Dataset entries
-------------------------

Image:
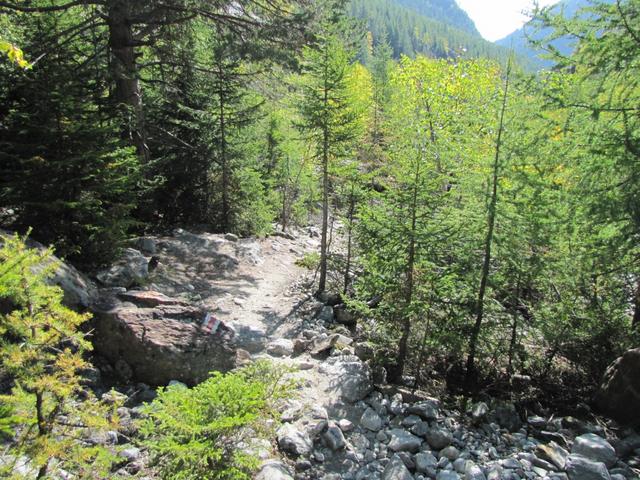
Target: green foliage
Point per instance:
(7, 422)
(411, 33)
(310, 261)
(207, 432)
(41, 348)
(14, 54)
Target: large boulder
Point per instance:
(79, 292)
(619, 393)
(595, 448)
(350, 378)
(161, 339)
(132, 268)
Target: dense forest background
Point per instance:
(492, 216)
(478, 217)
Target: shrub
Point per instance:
(310, 261)
(196, 433)
(41, 349)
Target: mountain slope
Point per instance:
(410, 33)
(445, 11)
(518, 40)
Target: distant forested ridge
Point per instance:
(445, 11)
(519, 40)
(410, 33)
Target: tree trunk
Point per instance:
(350, 218)
(491, 220)
(322, 283)
(224, 161)
(636, 313)
(127, 94)
(403, 347)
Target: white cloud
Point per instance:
(496, 19)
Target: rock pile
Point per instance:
(394, 440)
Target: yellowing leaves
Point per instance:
(14, 54)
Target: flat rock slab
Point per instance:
(163, 343)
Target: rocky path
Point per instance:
(341, 426)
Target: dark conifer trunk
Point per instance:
(127, 94)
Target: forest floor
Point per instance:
(338, 425)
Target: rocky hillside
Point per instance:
(346, 422)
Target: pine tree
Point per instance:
(42, 348)
(327, 118)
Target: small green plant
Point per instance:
(309, 261)
(195, 433)
(41, 349)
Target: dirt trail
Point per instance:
(254, 285)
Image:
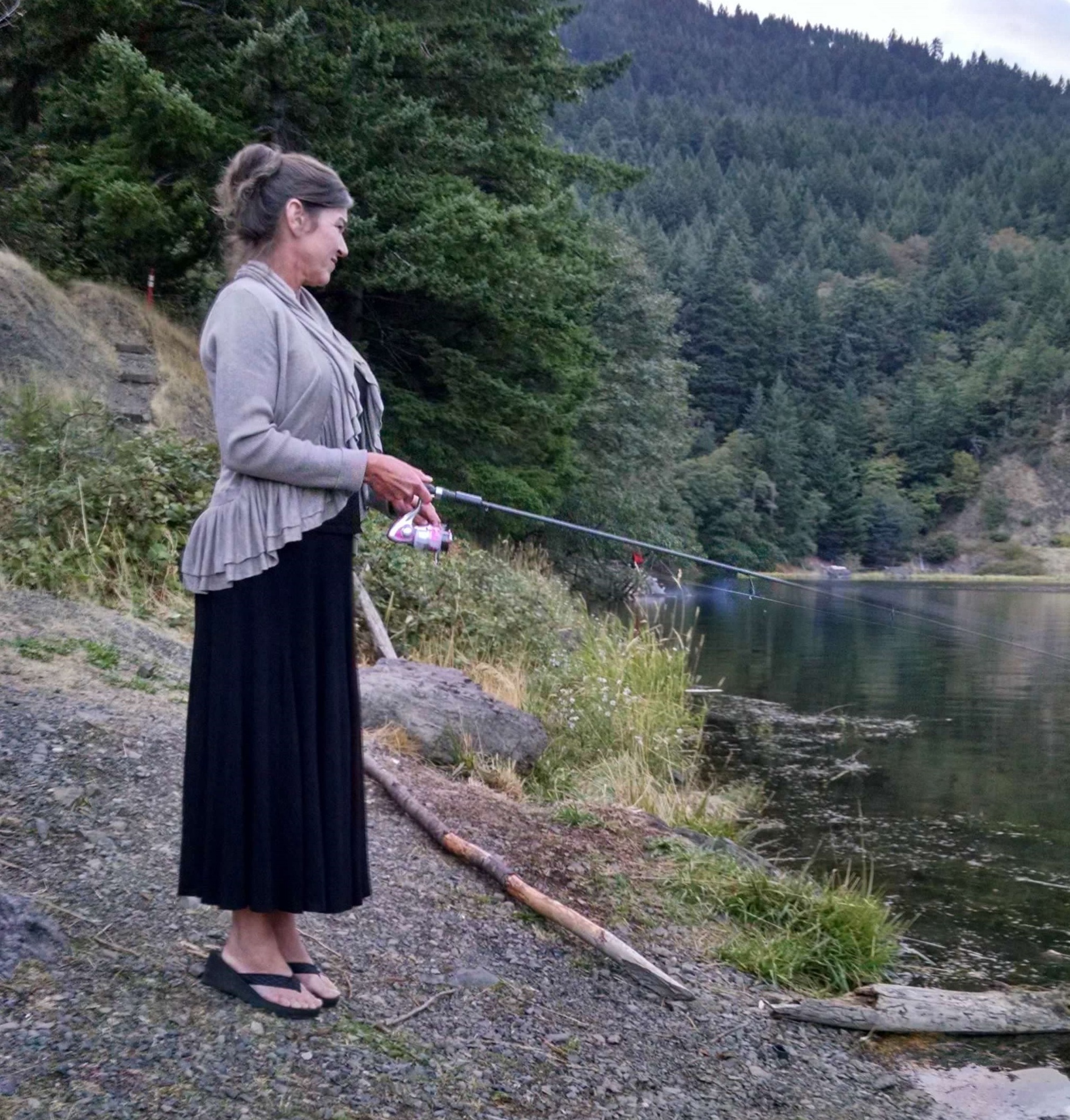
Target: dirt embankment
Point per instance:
(527, 1023)
(104, 342)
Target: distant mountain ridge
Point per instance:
(687, 48)
(869, 242)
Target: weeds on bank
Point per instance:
(90, 510)
(813, 936)
(612, 695)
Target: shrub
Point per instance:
(89, 509)
(940, 549)
(994, 509)
(500, 605)
(1018, 566)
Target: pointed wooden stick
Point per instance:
(637, 966)
(896, 1008)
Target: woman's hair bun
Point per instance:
(245, 174)
(256, 187)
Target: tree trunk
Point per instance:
(375, 624)
(898, 1008)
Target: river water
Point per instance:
(966, 825)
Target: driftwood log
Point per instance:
(900, 1009)
(635, 964)
(374, 620)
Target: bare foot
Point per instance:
(288, 938)
(251, 948)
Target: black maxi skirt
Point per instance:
(274, 792)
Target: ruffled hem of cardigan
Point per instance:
(259, 521)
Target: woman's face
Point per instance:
(320, 243)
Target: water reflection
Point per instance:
(958, 818)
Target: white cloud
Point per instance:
(1033, 34)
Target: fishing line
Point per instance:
(705, 561)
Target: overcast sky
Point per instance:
(1034, 34)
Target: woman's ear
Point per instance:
(296, 217)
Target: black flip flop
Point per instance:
(308, 968)
(219, 975)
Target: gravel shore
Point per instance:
(520, 1019)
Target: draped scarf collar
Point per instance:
(347, 364)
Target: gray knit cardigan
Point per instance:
(288, 416)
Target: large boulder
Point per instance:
(445, 712)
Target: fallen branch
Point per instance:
(416, 1010)
(900, 1009)
(637, 966)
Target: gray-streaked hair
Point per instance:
(256, 187)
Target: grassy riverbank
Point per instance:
(90, 512)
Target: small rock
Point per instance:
(477, 977)
(66, 795)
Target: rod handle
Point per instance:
(458, 496)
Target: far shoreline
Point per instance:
(920, 577)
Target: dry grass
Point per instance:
(182, 401)
(51, 343)
(396, 740)
(506, 682)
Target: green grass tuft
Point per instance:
(816, 937)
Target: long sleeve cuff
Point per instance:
(351, 474)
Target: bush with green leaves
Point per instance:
(91, 510)
(940, 549)
(476, 605)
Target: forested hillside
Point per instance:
(786, 289)
(476, 285)
(869, 241)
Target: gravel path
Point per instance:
(524, 1022)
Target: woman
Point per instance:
(273, 800)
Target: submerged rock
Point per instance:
(446, 711)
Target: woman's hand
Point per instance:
(401, 485)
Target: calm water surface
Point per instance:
(955, 819)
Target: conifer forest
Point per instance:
(760, 289)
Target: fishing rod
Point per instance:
(437, 539)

-------------------------

| EXERCISE BRIEF |
Each line of the data must be transcribed exactly; pictures are not carried over.

| ANSWER AREA |
Image:
Target: green foliage
Point per instance:
(7, 422)
(411, 33)
(310, 261)
(207, 432)
(41, 348)
(14, 54)
Target: large boulder
Point per instance:
(79, 292)
(619, 393)
(595, 448)
(350, 378)
(161, 339)
(132, 268)
Target: dense forest background
Point per instance:
(492, 216)
(478, 217)
Target: shrub
Point per instance:
(310, 261)
(196, 433)
(41, 349)
Target: mountain slope
Point per instance:
(410, 33)
(445, 11)
(518, 40)
Target: distant forested ridge
Point per instance:
(445, 11)
(519, 40)
(410, 33)
Target: tree trunk
Point per instance:
(350, 218)
(491, 220)
(322, 283)
(224, 161)
(636, 313)
(127, 94)
(403, 347)
Target: white cloud
Point per instance:
(496, 19)
Target: rock pile
Point per instance:
(394, 440)
Target: yellowing leaves
Point per instance:
(14, 54)
Target: flat rock slab
Point per instance:
(163, 343)
Target: rocky path
Point per instance:
(341, 426)
Target: dark conifer trunk
Point per instance:
(127, 94)
Target: forest floor
Point per instance:
(338, 425)
Target: rocky hillside
Point per instance:
(346, 422)
Target: pine tree
Point per instance:
(42, 348)
(327, 118)
Target: small green plant
Point per instance:
(309, 261)
(195, 433)
(41, 349)
Target: dirt trail
Point per instance:
(254, 285)
Image:
Target: dirt embankment
Point per instance:
(527, 1023)
(104, 342)
Target: distant mountain ridge
Point per instance:
(687, 48)
(869, 242)
Target: weeds on bank
Point per instance:
(90, 510)
(813, 936)
(612, 695)
Target: shrub
Point per instance:
(89, 509)
(940, 549)
(994, 509)
(500, 605)
(1018, 566)
Target: pointed wooden stick
Point per instance:
(637, 966)
(896, 1008)
Target: woman's hair bun
Point per instance:
(245, 174)
(256, 187)
Target: tree trunk
Point per instance:
(375, 624)
(898, 1008)
Target: river water
Point per instance:
(966, 825)
Target: driftwood log
Point per instance:
(900, 1009)
(635, 964)
(374, 620)
Target: bare foot
Point per instance:
(288, 938)
(251, 948)
Target: black maxi skirt
Point per instance:
(274, 792)
Target: ruffled hem of cardigan
Point per instance:
(259, 521)
Target: woman's face
Point per instance:
(320, 243)
Target: water reflection
Point per instance:
(958, 818)
Target: white cloud
Point per instance:
(1033, 34)
Target: fishing line
Point per instance:
(705, 561)
Target: overcast sky
Point per instance:
(1034, 34)
Target: woman's ear
Point per instance:
(296, 217)
Target: black flip flop
Point per instance:
(308, 968)
(219, 975)
Target: gravel shore
Point per instance:
(520, 1019)
Target: draped scarf collar
Point per instance:
(347, 364)
Target: gray knit cardigan
Point per instance:
(288, 416)
Target: large boulder
Point per instance:
(445, 712)
Target: fallen branch
Point per instance:
(416, 1010)
(900, 1009)
(637, 966)
Target: gray-streaked hair
Point per instance:
(256, 187)
Target: grassy riverbank
Point per instance:
(90, 512)
Target: small rock
Point per instance:
(477, 977)
(66, 795)
Target: rod handle
Point per instance:
(458, 496)
Target: far shoreline
Point per instance:
(920, 577)
Target: dry grass
Point per instance:
(182, 401)
(51, 343)
(396, 740)
(506, 682)
Target: green grass tuft
Point per instance:
(816, 937)
Target: long sleeve cuff
Point per instance:
(351, 474)
Target: bush with green leaves
Point per instance:
(91, 510)
(940, 549)
(476, 605)
Target: forested hillside
Point per instance:
(786, 289)
(476, 285)
(869, 241)
Target: gravel path
Point per instance:
(524, 1022)
Target: woman
Point per instance:
(273, 800)
Target: submerged rock
Point per instance:
(446, 711)
Target: woman's hand
Point per instance:
(401, 485)
Target: calm water surface
Point per instance:
(955, 819)
Target: conifer forest
Point per instance:
(760, 289)
Target: fishing rod
Point per instance:
(437, 539)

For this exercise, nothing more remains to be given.